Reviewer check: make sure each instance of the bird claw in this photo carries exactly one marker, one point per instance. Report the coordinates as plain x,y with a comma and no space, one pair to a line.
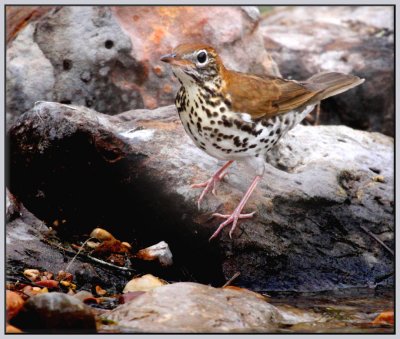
211,183
230,218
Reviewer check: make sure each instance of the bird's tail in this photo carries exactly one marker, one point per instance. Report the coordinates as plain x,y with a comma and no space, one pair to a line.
328,84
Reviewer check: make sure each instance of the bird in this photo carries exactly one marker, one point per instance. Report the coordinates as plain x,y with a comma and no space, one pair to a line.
234,116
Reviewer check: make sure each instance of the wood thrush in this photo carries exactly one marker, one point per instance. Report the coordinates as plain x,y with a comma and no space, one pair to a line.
237,116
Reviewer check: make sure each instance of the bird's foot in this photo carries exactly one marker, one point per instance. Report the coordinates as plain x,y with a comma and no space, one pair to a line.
210,184
231,219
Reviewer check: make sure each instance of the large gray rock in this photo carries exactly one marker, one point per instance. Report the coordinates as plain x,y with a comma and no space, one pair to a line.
190,307
109,58
350,39
132,173
29,75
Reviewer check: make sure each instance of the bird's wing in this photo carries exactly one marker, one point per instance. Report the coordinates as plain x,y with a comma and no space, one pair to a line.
265,97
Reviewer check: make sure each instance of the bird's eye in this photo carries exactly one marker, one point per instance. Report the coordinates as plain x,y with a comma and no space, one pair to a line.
202,57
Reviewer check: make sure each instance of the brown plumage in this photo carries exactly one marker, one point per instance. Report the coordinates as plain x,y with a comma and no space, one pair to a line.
237,116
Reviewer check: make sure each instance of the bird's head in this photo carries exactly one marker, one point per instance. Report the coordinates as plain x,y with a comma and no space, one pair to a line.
194,63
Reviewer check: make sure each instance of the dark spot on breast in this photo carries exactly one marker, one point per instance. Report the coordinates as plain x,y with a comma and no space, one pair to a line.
238,123
236,141
227,123
246,128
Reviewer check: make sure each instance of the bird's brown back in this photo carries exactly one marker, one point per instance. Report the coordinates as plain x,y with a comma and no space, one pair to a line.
271,96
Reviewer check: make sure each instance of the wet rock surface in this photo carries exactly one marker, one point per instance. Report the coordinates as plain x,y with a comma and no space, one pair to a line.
191,307
350,39
55,313
108,58
132,172
30,243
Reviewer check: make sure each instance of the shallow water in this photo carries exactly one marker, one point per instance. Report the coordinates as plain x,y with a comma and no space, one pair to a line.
343,311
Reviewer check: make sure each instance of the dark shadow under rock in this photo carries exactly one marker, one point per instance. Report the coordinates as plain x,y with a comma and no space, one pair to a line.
131,174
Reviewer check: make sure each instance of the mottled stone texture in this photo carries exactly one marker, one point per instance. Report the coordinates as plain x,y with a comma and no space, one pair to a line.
353,39
131,174
191,307
109,58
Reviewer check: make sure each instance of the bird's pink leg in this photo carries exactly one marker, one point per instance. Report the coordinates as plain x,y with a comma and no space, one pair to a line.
210,183
235,216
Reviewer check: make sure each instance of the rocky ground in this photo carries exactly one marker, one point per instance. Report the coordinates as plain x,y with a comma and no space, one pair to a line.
131,173
100,169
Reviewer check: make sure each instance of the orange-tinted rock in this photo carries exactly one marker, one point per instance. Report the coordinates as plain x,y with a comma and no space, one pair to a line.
116,65
17,17
156,30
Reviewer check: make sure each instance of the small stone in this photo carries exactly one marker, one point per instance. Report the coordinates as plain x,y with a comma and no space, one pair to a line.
14,303
101,234
55,313
32,274
144,283
160,252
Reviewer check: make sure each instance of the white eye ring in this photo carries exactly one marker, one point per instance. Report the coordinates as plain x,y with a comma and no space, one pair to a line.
202,57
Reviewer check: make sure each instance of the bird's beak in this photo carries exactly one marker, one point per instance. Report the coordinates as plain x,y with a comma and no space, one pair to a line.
175,60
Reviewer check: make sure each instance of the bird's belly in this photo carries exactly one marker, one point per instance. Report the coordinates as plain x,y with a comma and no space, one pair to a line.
229,135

• • • • • • •

INSTRUCTIONS TO FOLLOW ▸ Repeat each entry above word for word, leaving every picture out.

REPLY ▸
Reviewer check: make sure each instance of the bird claw in this photo carries exactly one marker, one point per instance. Report the coordinates as plain x,y with a comma and no space, one pair to a line.
211,183
230,218
Reviewer check: make sure each instance of the bird's tail in this photo carries exactly one marker, one point per instance. Report the coordinates as plain x,y with a comma and no space, one pair to a line.
328,84
Reviewer check: make sure each instance of the bird in this photo carries exactly one marker, one point per instance. Report the coordinates as plain x,y with a comma and no space, one pair to a line.
234,116
Reviewer check: make sure each instance of the wood thrush in this photo carries exactly one marker, one point per instance. Report the coordinates as plain x,y with a comma and no space, one pair to a line.
237,116
Reviewer check: make sure each instance of the bird's foot in this photo carries exactly one marker, one point per instance. Report the coordinates as plain x,y with a comma and no space, one pair to a line.
210,184
231,219
Reviewer check: make sure each instance of the large gray rock in this photo carries exactly one marker, one point per instance. Report the coordinates as plain x,y with a comma and no space, one pair to a line.
190,307
109,58
350,39
132,173
29,75
Reviewer check: make sure each instance of the bird's wing in this photo carries exactly one marker, one point per instance. Report the coordinates as plain x,y with a comma and no space, one pair to a line.
265,97
Reviewer check: make sure each instance of the bird's eye in this photo carries exactly one marker, one point per instance. Report the coordinates as plain x,y with a comma and no space, one pair to a line.
202,57
Reviewer check: make sure each instance of the brown plumage in this photo carries exactly one marker, one point per instance. Report the coordinates as plain x,y with a comma and no space, one pair to a line.
237,116
Reviewer check: make sure each instance of the bird's head in this photo carries exactly one marker, one point per instance. Report the coordinates as plain x,y with a comma and no space, one pair to a line.
194,63
Reviewer check: make sure each instance of the dark spot on breast in this photo carries exactly one marker, one point per instance. Report the coordinates as plain x,y with a comma and no space, one pair to a line.
238,123
236,141
227,123
246,128
Reviewer check: make sure each instance of the bird's brown back in this photo carries exactly one marker, one point per instance. Report the coordinates as plain x,y with a comma and no space, one pair to a line.
271,96
Reviewer check: make sure each instance of the wet rock surface in this photo carries exactly one marker, one point per instance. Report the coordinates as plain x,y with a comma and no space, one pair to a line.
191,307
350,39
55,313
108,58
132,172
30,243
Reviewer check: make sure each instance of the shallow water in this photo carries exactly one marker, one point per instance. Report the coordinates as plain x,y with a comma and no space, one pair to a line.
343,311
Reviewer check: make sure each instance of the dark shadow under rock in this photo carries exactly one marker, one point per instance. Report the coordinates as plain x,y with a comma and no space, one pair to a line.
131,174
Reviewer check: make sure each instance of the mottled stone texture in this photo carries exactly one marker, one point per instance. Report the coordinates as plain x,y with a comma and no space, one pair to a line.
353,39
131,174
191,307
109,58
Reviewer check: make sure each instance of the bird's pink leg in this photo carries exactly one marker, one point per instance. Report the coordinates as plain x,y with a comma and no space, one pair to a line.
210,183
235,216
Reviewer check: make sure each instance of the rocky ground in this photo carries exactly one marker, one point per instance. Report the coordinates as plain x,y with a comma and no space, one pair to a line.
131,173
100,169
Reviewer check: make sure each instance of the orange-tinted rock in this photo carries exactly one marker, one point per instance. Report the coordinates as plain x,y with a comma and no space, one pair to a line.
116,65
17,17
156,30
Reviewer check: make sure each instance of the small stone in this photo carries exactly one marker, one point per instance. Report the coordinates as plain x,y with a comma and no space, one pair to a line.
14,303
101,234
55,313
32,274
144,283
160,252
Reviewer check: make sure each instance of the white eye ring in this photo carries exactly one marker, one point per instance. Report the coordinates as plain x,y with a comma and no space, one pair to a line.
202,57
Reviewer check: make sure each instance of the bird's beak in this photo carries exactly one marker, one point per instance. Report the coordinates as plain x,y with a comma and no space, one pair to a line.
175,60
Reviewer check: make sure each instance of the bird's belly in this photo carries exactly one marker, one point per instance. Report the coordinates as plain x,y with a comma and no space, one pair to a line.
229,135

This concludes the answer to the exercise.